* start Working data *

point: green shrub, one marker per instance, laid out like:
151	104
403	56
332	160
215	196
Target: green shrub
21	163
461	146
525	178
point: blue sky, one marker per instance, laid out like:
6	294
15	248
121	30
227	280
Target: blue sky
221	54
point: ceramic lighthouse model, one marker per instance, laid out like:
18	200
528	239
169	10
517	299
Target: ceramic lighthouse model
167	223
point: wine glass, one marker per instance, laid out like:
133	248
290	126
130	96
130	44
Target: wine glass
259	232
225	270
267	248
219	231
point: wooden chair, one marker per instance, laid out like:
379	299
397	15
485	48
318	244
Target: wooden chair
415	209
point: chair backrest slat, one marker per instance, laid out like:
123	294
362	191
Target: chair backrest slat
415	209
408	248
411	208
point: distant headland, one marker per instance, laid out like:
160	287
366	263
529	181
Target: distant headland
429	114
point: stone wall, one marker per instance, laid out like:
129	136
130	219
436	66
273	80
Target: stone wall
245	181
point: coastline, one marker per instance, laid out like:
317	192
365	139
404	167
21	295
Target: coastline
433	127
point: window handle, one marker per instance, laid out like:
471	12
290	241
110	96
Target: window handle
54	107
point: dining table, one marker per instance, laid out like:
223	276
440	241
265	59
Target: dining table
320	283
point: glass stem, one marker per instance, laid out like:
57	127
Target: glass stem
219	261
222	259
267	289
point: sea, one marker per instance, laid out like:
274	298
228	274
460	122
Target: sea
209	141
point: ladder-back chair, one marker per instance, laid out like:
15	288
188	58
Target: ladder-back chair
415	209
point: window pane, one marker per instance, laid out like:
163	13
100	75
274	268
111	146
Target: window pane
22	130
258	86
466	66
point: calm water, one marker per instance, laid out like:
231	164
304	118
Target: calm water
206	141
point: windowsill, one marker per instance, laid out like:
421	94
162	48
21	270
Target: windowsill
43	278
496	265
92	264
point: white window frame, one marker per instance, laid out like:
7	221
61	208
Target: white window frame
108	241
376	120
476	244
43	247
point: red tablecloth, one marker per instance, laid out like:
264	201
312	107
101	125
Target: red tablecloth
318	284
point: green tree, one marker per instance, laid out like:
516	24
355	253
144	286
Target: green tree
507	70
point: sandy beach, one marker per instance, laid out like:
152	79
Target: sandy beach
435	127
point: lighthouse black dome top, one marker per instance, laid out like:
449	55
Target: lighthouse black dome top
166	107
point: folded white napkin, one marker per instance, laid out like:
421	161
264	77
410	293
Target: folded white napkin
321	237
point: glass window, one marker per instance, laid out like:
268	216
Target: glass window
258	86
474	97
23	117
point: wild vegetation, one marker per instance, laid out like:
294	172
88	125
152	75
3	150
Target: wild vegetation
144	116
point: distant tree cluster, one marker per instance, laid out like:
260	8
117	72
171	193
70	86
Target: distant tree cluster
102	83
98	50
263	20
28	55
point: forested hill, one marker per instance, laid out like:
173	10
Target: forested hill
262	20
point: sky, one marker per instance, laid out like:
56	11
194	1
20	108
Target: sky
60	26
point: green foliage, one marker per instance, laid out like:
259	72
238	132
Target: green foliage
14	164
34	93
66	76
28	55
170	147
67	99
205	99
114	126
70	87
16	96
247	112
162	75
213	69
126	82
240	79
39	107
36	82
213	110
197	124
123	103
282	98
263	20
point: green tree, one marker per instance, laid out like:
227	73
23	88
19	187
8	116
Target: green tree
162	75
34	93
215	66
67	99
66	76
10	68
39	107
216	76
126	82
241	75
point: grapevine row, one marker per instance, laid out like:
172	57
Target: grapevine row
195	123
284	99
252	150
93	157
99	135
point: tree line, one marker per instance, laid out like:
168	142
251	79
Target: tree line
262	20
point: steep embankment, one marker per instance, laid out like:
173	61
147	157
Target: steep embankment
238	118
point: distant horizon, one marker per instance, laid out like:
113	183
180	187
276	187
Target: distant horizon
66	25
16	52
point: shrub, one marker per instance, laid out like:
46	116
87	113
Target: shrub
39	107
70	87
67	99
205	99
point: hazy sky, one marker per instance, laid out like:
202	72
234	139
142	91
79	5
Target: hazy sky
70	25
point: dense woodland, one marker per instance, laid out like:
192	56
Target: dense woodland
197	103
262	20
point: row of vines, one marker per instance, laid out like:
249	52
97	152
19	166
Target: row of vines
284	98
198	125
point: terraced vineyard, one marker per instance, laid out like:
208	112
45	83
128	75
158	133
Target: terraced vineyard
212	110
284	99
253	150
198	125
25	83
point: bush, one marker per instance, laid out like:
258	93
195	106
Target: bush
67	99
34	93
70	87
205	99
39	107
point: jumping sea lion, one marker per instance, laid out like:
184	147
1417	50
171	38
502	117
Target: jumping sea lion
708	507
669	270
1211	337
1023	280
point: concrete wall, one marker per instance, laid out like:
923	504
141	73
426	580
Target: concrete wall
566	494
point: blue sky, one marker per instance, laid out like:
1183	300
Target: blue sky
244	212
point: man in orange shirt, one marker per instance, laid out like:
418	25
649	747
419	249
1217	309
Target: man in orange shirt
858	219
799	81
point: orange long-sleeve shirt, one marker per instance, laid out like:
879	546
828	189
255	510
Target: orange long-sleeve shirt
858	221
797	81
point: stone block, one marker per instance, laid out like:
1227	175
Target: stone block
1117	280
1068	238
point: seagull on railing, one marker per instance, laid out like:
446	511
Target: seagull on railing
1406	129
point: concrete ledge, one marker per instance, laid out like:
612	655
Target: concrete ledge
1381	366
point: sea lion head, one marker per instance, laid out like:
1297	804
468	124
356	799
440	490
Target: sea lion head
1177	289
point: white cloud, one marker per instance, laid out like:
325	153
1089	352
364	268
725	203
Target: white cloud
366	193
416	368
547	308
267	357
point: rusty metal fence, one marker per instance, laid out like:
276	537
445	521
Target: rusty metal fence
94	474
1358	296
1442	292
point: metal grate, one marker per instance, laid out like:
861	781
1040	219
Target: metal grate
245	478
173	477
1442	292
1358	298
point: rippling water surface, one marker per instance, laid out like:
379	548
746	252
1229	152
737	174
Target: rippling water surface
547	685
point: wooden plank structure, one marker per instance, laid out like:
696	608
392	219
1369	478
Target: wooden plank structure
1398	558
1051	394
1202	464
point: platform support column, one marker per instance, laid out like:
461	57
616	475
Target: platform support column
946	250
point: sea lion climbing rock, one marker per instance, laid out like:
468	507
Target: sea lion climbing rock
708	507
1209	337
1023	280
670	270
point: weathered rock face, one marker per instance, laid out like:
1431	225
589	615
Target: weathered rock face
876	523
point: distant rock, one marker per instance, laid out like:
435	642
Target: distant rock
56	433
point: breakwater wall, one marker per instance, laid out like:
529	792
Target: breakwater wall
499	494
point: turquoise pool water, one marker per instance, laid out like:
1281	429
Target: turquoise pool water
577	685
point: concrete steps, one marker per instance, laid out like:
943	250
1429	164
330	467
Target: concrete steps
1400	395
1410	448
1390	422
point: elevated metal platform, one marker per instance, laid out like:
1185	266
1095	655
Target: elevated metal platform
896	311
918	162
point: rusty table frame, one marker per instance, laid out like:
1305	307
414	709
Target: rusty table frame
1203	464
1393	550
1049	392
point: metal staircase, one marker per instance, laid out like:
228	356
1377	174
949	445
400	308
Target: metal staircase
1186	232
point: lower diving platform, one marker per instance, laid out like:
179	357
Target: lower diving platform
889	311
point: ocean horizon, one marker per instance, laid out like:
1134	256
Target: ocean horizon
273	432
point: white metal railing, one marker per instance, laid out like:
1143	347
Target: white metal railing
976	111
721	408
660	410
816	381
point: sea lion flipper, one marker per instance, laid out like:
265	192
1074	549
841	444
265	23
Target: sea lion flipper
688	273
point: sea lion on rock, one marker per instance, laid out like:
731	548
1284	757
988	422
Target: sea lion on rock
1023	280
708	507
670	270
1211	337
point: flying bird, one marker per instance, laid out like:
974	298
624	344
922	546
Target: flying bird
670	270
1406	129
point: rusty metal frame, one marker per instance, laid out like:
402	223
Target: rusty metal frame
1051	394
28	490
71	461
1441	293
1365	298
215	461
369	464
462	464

* end Working data *

Please render the material as a JSON list of strings, one string per line with blank lines skipped, starting with the line that contains "point: rusty metal frame, one" and going on through the end of the material.

[
  "point: rusty metal frame, one marker per instance, laid out like:",
  "402\t223",
  "Target: rusty metal frame",
  "1051\t394",
  "28\t490",
  "71\t461",
  "1441\t293",
  "1365\t298",
  "215\t461",
  "369\t464",
  "462\t464"
]